> _Tasks to perform_
1. In the podcast transcript, substitute "Apple Podcasts" for "iTunes" and give the passage again, starting at "Let's check into" and ending at "me, guess what?".
2. List every way the podcast transcript says a listener's review helps the show.

> _Reading text_
________________________________________

What's up mama boss. Welcome back to The Mompreneur Mastermind Show. I'm Stefanie Gass, success strategist and passive income queen creator. If you're ready to step into your God led potential, create profit from your passions and capture the success that is already yours. This podcast was made for you as always. You can find out more and connect with me over at stefaniegass.com. So grab that cup of coffee or fill up that glass of wine. And let's dig in to today's show.
Let's check into the review of the week. This is a five star review leftover on iTunes. Titled love, love, love by K L Schuster 10. I follow Stephanie on Instagram and I absolutely love her podcast. She is so down to earth and real I've gone through struggles and hearing her words brings me hope and confidence that I can be a successful. Mompreneur thankful for a mama like Stephanie to pick me up. Christie Schuster. Thank you so much, Christie. I am so grateful for you and every single one of you that has taken time out of your day to go to iTunes, leave me a written review mamas. This is so important for our mission. Our mission to inspire, empower, lift other mamas up that are trying to balance motherhood and have a successful entrepreneurship experience, right? And if you leave a review for me, guess what?
It helps the ratings of the show. It helps other women find us. It helps incredible guests be interested in us so that they can come on and pour their hearts and wisdom into all of you. So I am asking you with a big, please attach to it with the cherry on top. If you haven't left a review, pause this episode real quick and go and do it. I love you. Thank you. You rock and PS while you're there. Be sure to subscribe to the show because as soon as I publish a new episode, you are the very first person to get an alert on your phone and hint. Sometimes it's the day before everybody else knows about it. So do it. So let me rewind back to this morning, my friend and this episode is dedicated to charity green. Hey girl, what's up? She and I were at the gym this morning and we were running laps in the pool, not swimming because doggy paddling technically wouldn't count as swimming.
And then also we wouldn't be able to talk while we doggy battle. So we are running slash jogging laps in the pool because we were so sore from our workouts earlier in the week. And we got on the topic of getting help, how we as women need to have, have help in our lives. And that can translate into many different areas. And let me tell you a bit about charity. She has three girls. She's a stay at home. Mama she's married. Her husband has a great job in the insurance industry and they're Christians. They are great people, charity, half homeschools. So she has a ton on her plate as a very, very present stay-at-home mama. And she told me that she has a housekeeper and also has a nanny that comes to help her out. And this nanny also helps do laundry. And I think that's amazing.

________________________________________

> _Stored data_
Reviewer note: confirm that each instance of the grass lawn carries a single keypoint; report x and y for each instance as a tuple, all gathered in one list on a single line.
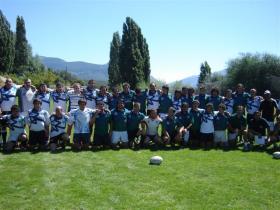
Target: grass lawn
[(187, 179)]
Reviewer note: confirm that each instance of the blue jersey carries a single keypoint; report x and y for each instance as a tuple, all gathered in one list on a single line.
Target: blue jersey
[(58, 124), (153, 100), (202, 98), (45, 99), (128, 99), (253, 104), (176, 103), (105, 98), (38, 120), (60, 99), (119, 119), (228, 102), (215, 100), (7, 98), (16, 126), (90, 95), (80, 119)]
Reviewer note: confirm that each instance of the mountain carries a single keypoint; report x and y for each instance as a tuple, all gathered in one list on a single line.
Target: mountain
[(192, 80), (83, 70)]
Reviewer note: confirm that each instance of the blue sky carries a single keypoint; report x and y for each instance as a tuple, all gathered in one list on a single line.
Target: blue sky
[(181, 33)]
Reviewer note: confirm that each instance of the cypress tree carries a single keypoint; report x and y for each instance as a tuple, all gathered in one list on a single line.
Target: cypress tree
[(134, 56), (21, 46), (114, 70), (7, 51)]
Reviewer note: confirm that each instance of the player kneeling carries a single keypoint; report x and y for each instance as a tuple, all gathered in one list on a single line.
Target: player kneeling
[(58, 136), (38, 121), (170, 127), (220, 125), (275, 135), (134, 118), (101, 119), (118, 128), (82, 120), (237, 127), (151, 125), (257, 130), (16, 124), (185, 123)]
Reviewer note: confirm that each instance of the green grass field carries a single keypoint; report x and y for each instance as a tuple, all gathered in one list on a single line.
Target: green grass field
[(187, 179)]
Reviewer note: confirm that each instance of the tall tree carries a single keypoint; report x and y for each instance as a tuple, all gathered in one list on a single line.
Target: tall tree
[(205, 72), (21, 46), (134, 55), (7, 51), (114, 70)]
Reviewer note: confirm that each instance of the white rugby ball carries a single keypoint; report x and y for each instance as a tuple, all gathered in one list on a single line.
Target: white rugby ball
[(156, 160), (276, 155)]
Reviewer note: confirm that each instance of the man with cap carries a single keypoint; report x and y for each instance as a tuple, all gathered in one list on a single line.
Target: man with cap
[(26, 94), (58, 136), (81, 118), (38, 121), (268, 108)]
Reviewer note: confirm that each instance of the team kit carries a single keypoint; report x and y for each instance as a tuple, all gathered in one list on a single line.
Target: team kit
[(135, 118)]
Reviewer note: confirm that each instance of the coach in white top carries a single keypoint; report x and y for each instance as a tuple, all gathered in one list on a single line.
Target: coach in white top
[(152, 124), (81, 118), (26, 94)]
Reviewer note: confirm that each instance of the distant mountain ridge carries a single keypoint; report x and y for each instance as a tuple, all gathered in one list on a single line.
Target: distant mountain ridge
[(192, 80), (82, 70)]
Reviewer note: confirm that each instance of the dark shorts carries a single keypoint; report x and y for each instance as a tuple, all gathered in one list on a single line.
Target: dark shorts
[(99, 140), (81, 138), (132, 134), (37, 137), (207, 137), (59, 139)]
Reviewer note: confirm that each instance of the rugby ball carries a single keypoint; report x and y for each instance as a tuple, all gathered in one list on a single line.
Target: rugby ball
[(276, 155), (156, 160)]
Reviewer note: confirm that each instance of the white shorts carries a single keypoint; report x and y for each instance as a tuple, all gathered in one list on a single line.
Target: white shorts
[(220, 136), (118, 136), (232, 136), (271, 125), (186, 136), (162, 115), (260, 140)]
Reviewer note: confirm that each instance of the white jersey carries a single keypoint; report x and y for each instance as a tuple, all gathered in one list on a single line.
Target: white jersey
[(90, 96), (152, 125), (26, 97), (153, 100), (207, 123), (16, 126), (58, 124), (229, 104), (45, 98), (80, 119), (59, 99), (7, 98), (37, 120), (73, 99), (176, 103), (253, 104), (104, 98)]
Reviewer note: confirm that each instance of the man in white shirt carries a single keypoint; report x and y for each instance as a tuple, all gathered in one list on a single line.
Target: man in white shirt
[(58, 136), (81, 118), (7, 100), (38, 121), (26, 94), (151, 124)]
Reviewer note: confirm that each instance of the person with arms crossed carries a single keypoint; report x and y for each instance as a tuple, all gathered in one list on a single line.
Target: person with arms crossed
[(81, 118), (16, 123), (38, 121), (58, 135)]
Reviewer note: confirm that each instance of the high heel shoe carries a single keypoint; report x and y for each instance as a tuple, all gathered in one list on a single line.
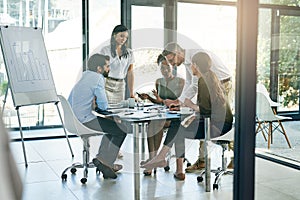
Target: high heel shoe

________________________________________

> _Responses to the exercise_
1.
Let's check into the review of the week. This is a five star review leftover on Apple Podcasts. Titled love, love, love by K L Schuster 10. I follow Stephanie on Instagram and I absolutely love her podcast. She is so down to earth and real I've gone through struggles and hearing her words brings me hope and confidence that I can be a successful. Mompreneur thankful for a mama like Stephanie to pick me up. Christie Schuster. Thank you so much, Christie. I am so grateful for you and every single one of you that has taken time out of your day to go to Apple Podcasts, leave me a written review mamas. This is so important for our mission. Our mission to inspire, empower, lift other mamas up that are trying to balance motherhood and have a successful entrepreneurship experience, right? And if you leave a review for me, guess what?

2.
- It helps the ratings of the show.
- It helps other women find the show.
- It helps incredible guests be interested in the show so that they can come on and pour their hearts and wisdom into the listeners.